**Problem to work on:** From the passage on information and records, extract the portion starting at "Types of Records" and ending at "recordings, and movies.", word for word.

Information, Records, and
Electronic Document Management

Data: "Streams of raw facts representing events occurring in organizations or the physical environment before they have been organized or arranged into a form that people can understand and use. (Laudon & Laudon, 2002, p. 8)"

Information: "Data that have been shaped into a form that is meaningful and useful to human beings. (Laudon & Laudon, 2002, p. 8)"

Types of Records

"Text: In information technology, text is a human-readable sequence of characters and the words they form that can be encoded into computer-readable formats such as ASCII. (Searchdatabase.com, 2002)" Text is also called alphanumeric data.

Image records are records that are composed of two-dimensional visual "pictures," either text or graphic, such as charts, photographs, maps, EKGs, and purchase orders.

Physical-media records are records stored on a physical media, such as paper, photographs, charts, tape recordings, and movies.

Electronic records are records created in electronic form, such as web sites, e-mails, word processed documents, and POS transaction records.

"Records include all books, papers, maps, photographs, machine readable materials, or other documentary materials, regardless of physical form or characteristics, ... appropriate for preservation ... because of the informational value of the data in them. (National Archives & Records Administration, 2002)"

Coordinate annotation entries:

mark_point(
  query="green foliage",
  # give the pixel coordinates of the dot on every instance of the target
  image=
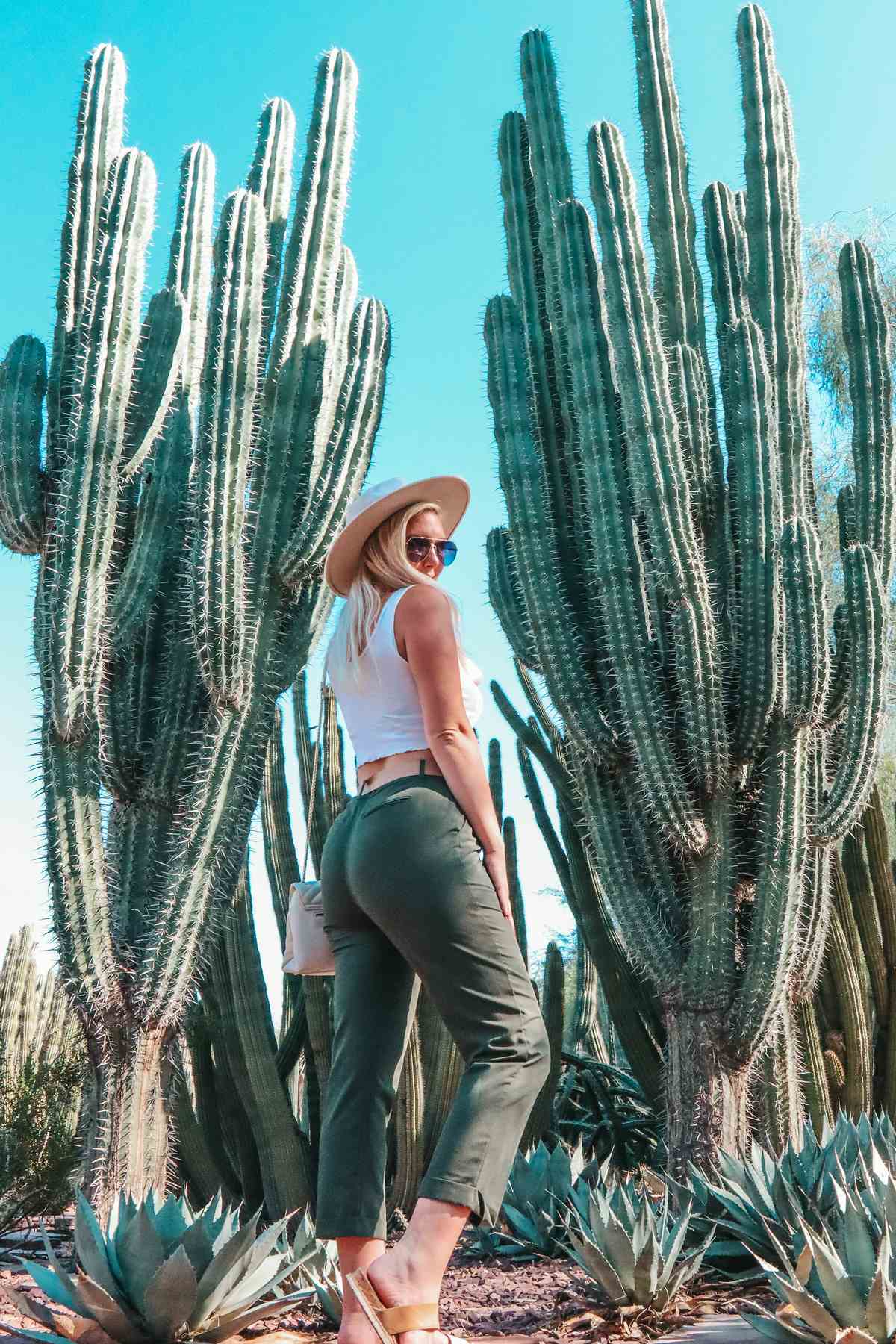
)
(541, 1184)
(762, 1203)
(40, 1154)
(669, 594)
(841, 1287)
(603, 1108)
(317, 1263)
(158, 1270)
(42, 1073)
(198, 458)
(828, 358)
(632, 1245)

**Task output:**
Types of Records

"Text: In information technology, text is a human-readable sequence of characters and the words they form that can be encoded into computer-readable formats such as ASCII. (Searchdatabase.com, 2002)" Text is also called alphanumeric data.

Image records are records that are composed of two-dimensional visual "pictures," either text or graphic, such as charts, photographs, maps, EKGs, and purchase orders.

Physical-media records are records stored on a physical media, such as paper, photographs, charts, tape recordings, and movies.